Transcribe the lines of the data below word for word, starting at the line that contains "the white sneaker." and ending at the line that contains "[0,350,800,529]", with both of those lines included.

** Annotated coordinate records **
________

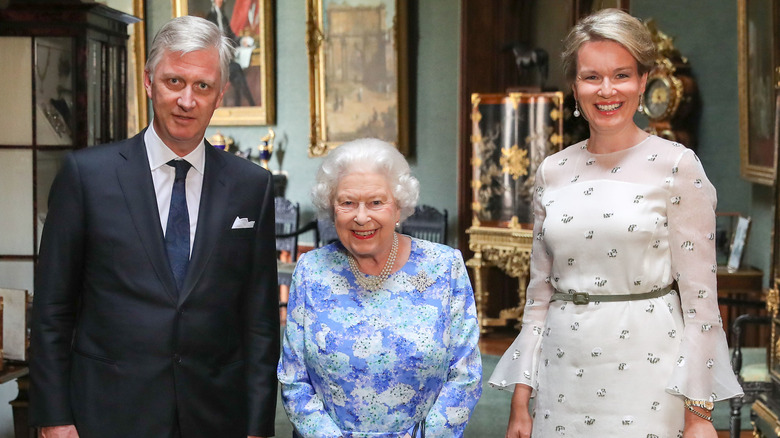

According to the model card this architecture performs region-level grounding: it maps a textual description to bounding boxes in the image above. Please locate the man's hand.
[40,424,79,438]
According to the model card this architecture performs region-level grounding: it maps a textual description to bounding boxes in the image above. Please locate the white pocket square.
[233,216,255,230]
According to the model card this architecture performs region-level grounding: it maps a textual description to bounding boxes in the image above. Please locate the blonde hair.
[561,8,655,83]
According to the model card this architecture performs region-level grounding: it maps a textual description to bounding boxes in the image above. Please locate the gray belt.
[550,285,672,304]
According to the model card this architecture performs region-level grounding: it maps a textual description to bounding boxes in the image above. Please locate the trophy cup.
[257,128,276,170]
[209,131,233,152]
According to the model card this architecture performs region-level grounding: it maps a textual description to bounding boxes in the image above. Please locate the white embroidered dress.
[490,136,742,438]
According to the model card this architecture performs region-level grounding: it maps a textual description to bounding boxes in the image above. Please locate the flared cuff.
[666,325,743,402]
[488,323,543,397]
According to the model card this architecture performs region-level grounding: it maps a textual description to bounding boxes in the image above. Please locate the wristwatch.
[685,397,715,411]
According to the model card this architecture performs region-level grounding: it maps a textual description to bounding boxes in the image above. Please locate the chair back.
[401,205,447,244]
[317,219,339,247]
[274,196,299,262]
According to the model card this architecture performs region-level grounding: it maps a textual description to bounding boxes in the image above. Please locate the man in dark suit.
[30,16,279,438]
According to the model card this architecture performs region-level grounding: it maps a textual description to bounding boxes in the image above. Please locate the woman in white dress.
[490,9,742,438]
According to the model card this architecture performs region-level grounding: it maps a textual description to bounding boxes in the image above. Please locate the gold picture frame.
[127,0,149,136]
[172,0,276,126]
[737,0,777,185]
[306,0,409,157]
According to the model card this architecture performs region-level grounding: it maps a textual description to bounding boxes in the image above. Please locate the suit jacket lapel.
[181,142,229,304]
[117,129,177,301]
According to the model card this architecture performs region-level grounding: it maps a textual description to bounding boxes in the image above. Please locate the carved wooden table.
[466,223,533,333]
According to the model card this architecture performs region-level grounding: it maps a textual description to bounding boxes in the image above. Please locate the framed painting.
[306,0,409,157]
[173,0,275,126]
[737,0,777,185]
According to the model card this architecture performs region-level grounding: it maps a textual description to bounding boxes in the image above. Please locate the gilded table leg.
[466,251,488,333]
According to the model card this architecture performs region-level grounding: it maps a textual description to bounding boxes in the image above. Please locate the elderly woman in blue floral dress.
[278,139,482,438]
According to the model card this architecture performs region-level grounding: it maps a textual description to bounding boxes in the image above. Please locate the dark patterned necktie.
[165,160,191,290]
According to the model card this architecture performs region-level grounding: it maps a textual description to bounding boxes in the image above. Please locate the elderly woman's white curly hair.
[311,138,420,221]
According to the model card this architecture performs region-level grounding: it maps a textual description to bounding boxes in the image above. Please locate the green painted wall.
[631,0,774,284]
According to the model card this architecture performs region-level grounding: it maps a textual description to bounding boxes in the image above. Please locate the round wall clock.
[642,21,696,148]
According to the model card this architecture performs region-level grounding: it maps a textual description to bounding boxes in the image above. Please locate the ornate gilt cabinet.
[751,286,780,438]
[466,92,563,332]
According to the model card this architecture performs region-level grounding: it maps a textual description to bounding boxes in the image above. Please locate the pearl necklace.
[347,233,398,292]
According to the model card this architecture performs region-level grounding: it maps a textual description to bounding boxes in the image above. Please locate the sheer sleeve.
[489,158,553,395]
[667,149,742,401]
[277,254,342,438]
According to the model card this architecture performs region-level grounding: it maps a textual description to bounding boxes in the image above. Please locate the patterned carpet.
[276,348,766,438]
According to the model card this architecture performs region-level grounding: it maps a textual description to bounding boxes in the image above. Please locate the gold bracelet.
[685,405,712,423]
[685,397,715,412]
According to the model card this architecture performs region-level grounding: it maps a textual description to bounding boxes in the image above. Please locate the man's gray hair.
[146,15,235,90]
[311,138,420,221]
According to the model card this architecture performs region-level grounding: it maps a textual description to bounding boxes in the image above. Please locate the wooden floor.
[479,329,753,438]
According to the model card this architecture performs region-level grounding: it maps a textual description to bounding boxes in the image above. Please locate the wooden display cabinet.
[0,0,138,314]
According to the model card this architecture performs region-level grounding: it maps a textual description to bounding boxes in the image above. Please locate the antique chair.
[729,314,772,438]
[274,196,299,286]
[401,205,447,244]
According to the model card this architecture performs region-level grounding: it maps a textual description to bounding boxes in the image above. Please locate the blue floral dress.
[278,238,482,438]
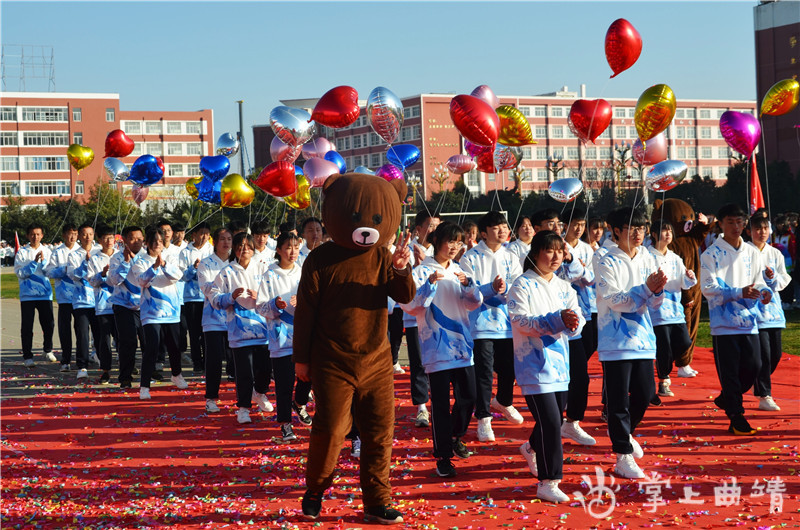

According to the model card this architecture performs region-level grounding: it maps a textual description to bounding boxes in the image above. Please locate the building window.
[25,180,69,195]
[0,131,19,146]
[22,107,67,121]
[144,121,161,134]
[0,107,17,121]
[0,182,19,197]
[22,131,69,146]
[0,156,19,171]
[122,121,142,134]
[25,156,69,171]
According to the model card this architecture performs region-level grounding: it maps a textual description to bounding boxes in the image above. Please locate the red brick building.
[253,87,755,198]
[0,92,214,206]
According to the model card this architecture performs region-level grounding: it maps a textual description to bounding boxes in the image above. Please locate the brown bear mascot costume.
[293,173,415,524]
[652,199,711,377]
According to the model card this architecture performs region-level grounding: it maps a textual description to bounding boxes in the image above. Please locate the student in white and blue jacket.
[459,211,523,442]
[106,226,145,388]
[403,222,483,477]
[258,232,311,442]
[197,227,233,414]
[508,230,588,502]
[700,204,772,436]
[595,207,667,478]
[648,220,697,397]
[178,223,213,374]
[44,223,78,371]
[748,215,792,410]
[14,223,55,368]
[65,223,98,379]
[211,232,273,423]
[128,227,189,399]
[88,226,116,385]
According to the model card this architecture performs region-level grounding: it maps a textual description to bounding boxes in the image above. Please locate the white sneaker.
[758,396,781,410]
[561,420,597,445]
[478,418,494,442]
[236,407,253,423]
[536,480,569,502]
[169,374,189,390]
[614,453,644,478]
[489,398,524,425]
[629,434,644,460]
[519,442,539,477]
[253,390,275,412]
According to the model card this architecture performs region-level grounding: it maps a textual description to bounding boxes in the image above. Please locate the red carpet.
[0,350,800,529]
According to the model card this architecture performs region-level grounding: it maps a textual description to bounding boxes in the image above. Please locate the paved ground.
[0,298,408,399]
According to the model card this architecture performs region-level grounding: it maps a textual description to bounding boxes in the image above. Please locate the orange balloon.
[761,79,800,116]
[634,84,676,143]
[496,105,536,147]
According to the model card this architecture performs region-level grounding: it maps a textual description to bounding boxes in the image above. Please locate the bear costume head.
[322,173,408,250]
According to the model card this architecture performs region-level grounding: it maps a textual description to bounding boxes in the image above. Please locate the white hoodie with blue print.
[257,262,302,358]
[211,259,268,348]
[400,257,482,373]
[595,242,664,361]
[700,236,767,336]
[459,241,522,339]
[508,269,586,396]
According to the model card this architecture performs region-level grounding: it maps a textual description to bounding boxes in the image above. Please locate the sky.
[0,0,758,169]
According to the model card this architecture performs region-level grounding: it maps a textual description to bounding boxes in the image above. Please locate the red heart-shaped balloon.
[253,160,297,197]
[311,86,361,129]
[450,94,500,146]
[103,129,133,158]
[569,99,611,142]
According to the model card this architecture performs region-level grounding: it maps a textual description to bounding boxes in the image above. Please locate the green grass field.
[0,272,800,355]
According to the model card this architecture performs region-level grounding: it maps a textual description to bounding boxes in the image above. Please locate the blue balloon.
[353,166,375,175]
[200,155,231,182]
[128,155,164,186]
[195,178,222,204]
[386,144,420,169]
[325,151,347,173]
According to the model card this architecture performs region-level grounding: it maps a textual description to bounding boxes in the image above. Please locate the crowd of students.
[14,205,791,502]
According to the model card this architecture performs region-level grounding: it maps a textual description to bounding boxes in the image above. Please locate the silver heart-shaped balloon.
[103,157,131,182]
[547,178,583,202]
[217,133,240,158]
[644,160,689,191]
[269,105,317,147]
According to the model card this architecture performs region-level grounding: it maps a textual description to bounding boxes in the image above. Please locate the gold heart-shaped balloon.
[219,173,256,208]
[283,175,311,210]
[186,177,203,200]
[67,144,94,173]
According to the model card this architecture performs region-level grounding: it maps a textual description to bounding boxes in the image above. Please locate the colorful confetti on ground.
[0,350,800,530]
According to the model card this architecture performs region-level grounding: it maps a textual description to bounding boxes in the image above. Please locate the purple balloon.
[719,110,761,158]
[375,164,403,182]
[470,85,500,109]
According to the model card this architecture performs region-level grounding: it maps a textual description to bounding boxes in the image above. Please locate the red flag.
[750,159,766,215]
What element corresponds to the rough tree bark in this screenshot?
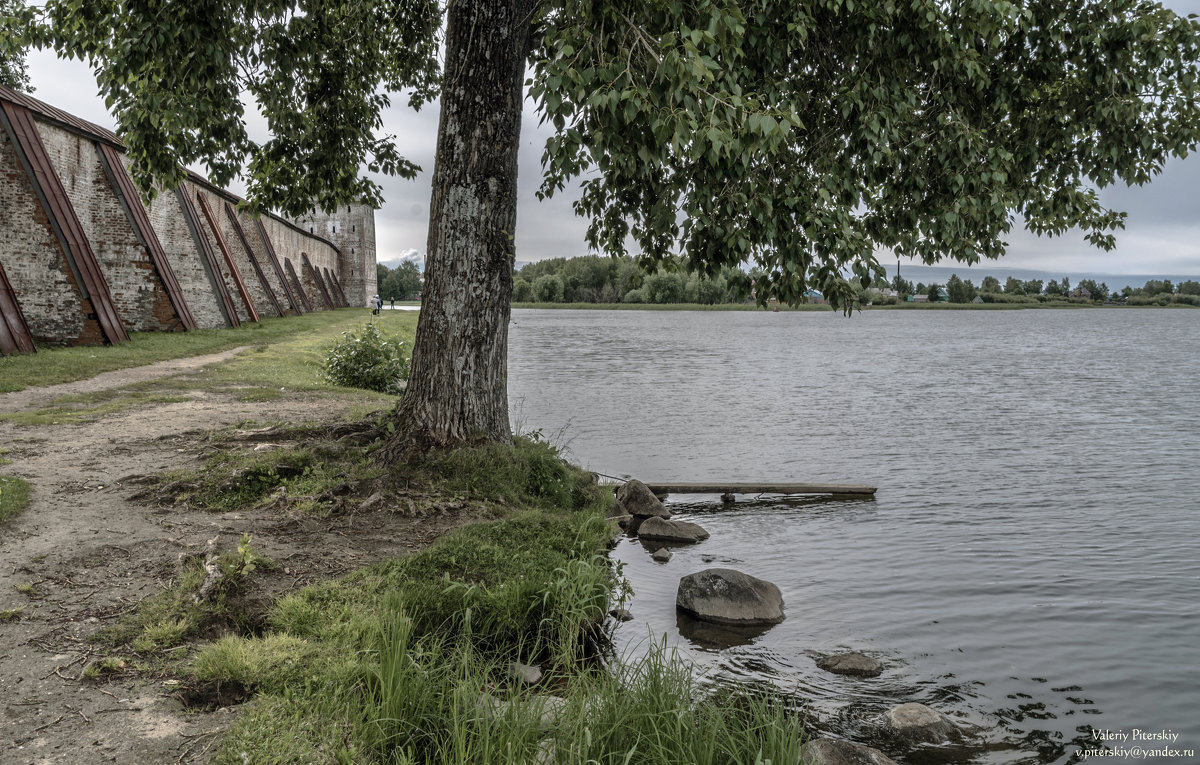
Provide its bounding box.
[376,0,536,464]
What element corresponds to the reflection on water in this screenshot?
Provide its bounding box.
[510,311,1200,765]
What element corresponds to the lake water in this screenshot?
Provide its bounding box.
[509,309,1200,763]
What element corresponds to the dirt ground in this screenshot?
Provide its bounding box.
[0,350,477,765]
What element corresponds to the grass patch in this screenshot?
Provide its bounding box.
[163,436,383,516]
[0,476,29,523]
[192,311,416,406]
[412,436,612,511]
[0,308,416,392]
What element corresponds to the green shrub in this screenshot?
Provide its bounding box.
[325,321,408,394]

________

** WRITTEN REPLY **
According to the model card this architecture performs region-level grounding: it maps a textual description to bounding boxes in the image above. Please locate the white sneaker.
[758,396,781,410]
[561,420,597,445]
[478,418,494,442]
[236,407,253,423]
[536,480,569,502]
[169,374,189,390]
[614,453,644,478]
[489,398,524,425]
[629,434,644,460]
[519,442,539,477]
[253,390,275,412]
According to the model card this architecture performs region-level grounding: it maps a textual description to bounding boxes in the image above. Please locate the red carpet.
[0,350,800,529]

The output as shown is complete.